• Task details:
Repeat all of the records verbatim.

(Data items)
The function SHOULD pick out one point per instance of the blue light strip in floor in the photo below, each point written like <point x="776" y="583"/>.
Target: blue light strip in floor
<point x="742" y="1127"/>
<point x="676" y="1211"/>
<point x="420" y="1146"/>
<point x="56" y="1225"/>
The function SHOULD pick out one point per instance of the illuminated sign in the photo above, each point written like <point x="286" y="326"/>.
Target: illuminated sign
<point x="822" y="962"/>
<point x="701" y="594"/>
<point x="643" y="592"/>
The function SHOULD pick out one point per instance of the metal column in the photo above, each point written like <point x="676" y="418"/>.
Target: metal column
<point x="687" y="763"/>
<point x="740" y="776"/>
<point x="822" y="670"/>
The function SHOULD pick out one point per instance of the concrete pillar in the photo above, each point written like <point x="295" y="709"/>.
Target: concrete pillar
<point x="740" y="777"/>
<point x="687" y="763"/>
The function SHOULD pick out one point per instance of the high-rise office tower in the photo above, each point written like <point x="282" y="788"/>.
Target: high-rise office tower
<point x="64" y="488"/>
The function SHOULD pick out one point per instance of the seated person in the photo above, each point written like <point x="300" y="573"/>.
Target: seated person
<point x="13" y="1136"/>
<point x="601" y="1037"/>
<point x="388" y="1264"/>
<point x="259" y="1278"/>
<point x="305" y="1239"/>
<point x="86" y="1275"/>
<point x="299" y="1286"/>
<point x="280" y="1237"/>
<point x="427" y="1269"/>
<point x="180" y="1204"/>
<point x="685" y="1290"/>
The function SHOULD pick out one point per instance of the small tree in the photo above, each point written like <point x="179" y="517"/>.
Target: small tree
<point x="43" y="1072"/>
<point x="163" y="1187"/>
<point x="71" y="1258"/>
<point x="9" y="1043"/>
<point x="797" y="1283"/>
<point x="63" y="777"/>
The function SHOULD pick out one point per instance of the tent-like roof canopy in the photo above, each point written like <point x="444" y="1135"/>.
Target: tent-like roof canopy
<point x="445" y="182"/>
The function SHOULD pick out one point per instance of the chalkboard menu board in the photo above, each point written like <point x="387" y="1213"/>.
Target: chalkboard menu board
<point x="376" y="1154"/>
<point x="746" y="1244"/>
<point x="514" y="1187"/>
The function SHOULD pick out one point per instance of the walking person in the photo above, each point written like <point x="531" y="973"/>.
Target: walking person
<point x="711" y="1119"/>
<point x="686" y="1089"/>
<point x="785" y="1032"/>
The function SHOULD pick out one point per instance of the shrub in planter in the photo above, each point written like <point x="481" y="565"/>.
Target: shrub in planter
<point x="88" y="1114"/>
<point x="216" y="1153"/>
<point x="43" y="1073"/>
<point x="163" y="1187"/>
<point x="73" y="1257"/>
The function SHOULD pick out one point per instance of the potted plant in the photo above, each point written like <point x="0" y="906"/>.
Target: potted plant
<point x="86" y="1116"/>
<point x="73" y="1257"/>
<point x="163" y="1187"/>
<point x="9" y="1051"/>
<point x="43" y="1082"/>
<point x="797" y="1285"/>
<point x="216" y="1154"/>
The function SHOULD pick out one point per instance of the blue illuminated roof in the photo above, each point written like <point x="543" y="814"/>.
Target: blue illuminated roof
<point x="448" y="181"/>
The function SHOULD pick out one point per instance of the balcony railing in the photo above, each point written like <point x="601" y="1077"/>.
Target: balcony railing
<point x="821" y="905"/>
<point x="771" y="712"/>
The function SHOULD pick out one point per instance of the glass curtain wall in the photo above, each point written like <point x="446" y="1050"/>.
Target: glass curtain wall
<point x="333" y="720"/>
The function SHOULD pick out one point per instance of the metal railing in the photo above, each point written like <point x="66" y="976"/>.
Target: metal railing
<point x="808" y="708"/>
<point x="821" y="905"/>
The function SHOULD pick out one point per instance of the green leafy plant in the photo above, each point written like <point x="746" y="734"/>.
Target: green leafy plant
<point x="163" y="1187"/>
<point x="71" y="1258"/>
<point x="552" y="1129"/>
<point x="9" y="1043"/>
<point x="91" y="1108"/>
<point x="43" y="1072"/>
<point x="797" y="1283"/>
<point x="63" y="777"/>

• Output of the exercise:
The function SHOULD pick out one point per instance of the blue light strip in floor in the photo below, each point written like <point x="776" y="583"/>.
Target: blue light strip in floor
<point x="742" y="1127"/>
<point x="676" y="1211"/>
<point x="420" y="1146"/>
<point x="56" y="1225"/>
The function SHOULD pick out one point per instance of the illuminated sign in the photo above, each point written like <point x="286" y="326"/>.
Target: illuminated sign
<point x="822" y="962"/>
<point x="701" y="594"/>
<point x="643" y="592"/>
The function SHOULD pick out one point per instance of the metal column in the photo above, each point written like <point x="676" y="418"/>.
Target: metal column
<point x="687" y="763"/>
<point x="740" y="776"/>
<point x="822" y="670"/>
The function SHOULD pick out one point per instance of the concrete pillar in the photo above, each point written like <point x="295" y="709"/>.
Target: concrete pillar
<point x="740" y="777"/>
<point x="687" y="763"/>
The function SHOULD pick out one point per instance of the high-rise office tower in the photo above, each point written like <point x="282" y="788"/>.
Target: high-rise office tower
<point x="64" y="488"/>
The function SHOULD pick out one point per instance of the seated person in the photo above, each point written like <point x="300" y="573"/>.
Target: seated person
<point x="13" y="1136"/>
<point x="601" y="1037"/>
<point x="388" y="1264"/>
<point x="259" y="1278"/>
<point x="305" y="1239"/>
<point x="86" y="1275"/>
<point x="299" y="1286"/>
<point x="280" y="1237"/>
<point x="427" y="1269"/>
<point x="180" y="1204"/>
<point x="685" y="1290"/>
The function SHOULD pick out one point per instance of the small tree in the photo above, each point written like <point x="179" y="517"/>.
Target: small tree
<point x="43" y="1072"/>
<point x="163" y="1187"/>
<point x="71" y="1258"/>
<point x="9" y="1043"/>
<point x="797" y="1283"/>
<point x="63" y="777"/>
The function SHOULD pick out one point per instance of the tent-like roof canopy in the photo above, each point written like <point x="444" y="1135"/>.
Target: tent-like roof canopy
<point x="445" y="182"/>
The function SHOULD pick out one point per instance of the chalkboard menu board in the photo above, each point written like <point x="387" y="1213"/>.
Target: chalkboard menu board
<point x="376" y="1154"/>
<point x="746" y="1244"/>
<point x="514" y="1187"/>
The function SHOULD pick out one point per instance of the walking person in the photo above, each point written like <point x="531" y="973"/>.
Target: walking person
<point x="711" y="1119"/>
<point x="686" y="1089"/>
<point x="785" y="1032"/>
The function SHOULD pick out one point per instance of the shrub in planter in the photo above, each point written like <point x="481" y="565"/>.
Target: shrub in planter
<point x="88" y="1114"/>
<point x="216" y="1153"/>
<point x="43" y="1073"/>
<point x="163" y="1187"/>
<point x="73" y="1257"/>
The function SHOULD pick out one point per instance of the potted plant in the photo above, each point written like <point x="0" y="906"/>.
Target: potted plant
<point x="86" y="1116"/>
<point x="73" y="1257"/>
<point x="163" y="1187"/>
<point x="9" y="1051"/>
<point x="43" y="1082"/>
<point x="797" y="1285"/>
<point x="216" y="1154"/>
The function SHOULD pick out one point per instance of the blue illuminated roof in the photo above, each point written like <point x="543" y="814"/>.
Target: blue illuminated roof
<point x="448" y="181"/>
The function SHOULD pick out one point per instance of the balcony railing in the photo above, each point written like <point x="601" y="1077"/>.
Target: balcony railing
<point x="821" y="905"/>
<point x="771" y="712"/>
The function SHOULD pick out one point per instance of the glass curtain wall in the photo above, each point written like <point x="446" y="1050"/>.
Target: glass curtain wall
<point x="333" y="720"/>
The function SHOULD pick out one point per instance of the metal railing in the photo above, each point written like <point x="66" y="976"/>.
Target: metal railing
<point x="808" y="708"/>
<point x="821" y="905"/>
The function SHOULD pick out one point per instance of the green leafy plant in the photo above, each point written like <point x="746" y="734"/>.
Target: green leafy plant
<point x="163" y="1187"/>
<point x="71" y="1258"/>
<point x="552" y="1129"/>
<point x="9" y="1043"/>
<point x="91" y="1108"/>
<point x="43" y="1072"/>
<point x="797" y="1283"/>
<point x="63" y="777"/>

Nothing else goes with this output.